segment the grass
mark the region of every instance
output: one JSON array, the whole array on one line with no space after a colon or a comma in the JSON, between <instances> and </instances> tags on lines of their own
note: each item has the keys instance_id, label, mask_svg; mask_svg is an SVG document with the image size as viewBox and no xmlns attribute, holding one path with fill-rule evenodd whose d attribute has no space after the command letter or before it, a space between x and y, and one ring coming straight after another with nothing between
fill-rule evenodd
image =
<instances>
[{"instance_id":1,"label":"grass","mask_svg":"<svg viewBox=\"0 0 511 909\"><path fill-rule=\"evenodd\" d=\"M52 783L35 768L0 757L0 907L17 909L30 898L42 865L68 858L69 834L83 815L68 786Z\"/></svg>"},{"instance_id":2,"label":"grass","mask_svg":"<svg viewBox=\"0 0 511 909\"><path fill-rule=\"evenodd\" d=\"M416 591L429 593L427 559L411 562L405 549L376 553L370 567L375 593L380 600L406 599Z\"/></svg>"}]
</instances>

+++++

* **CHALLENGE**:
How many lines in the entries above contain the string "instances"? Reply with the number alone.

* **TASK SOLUTION**:
3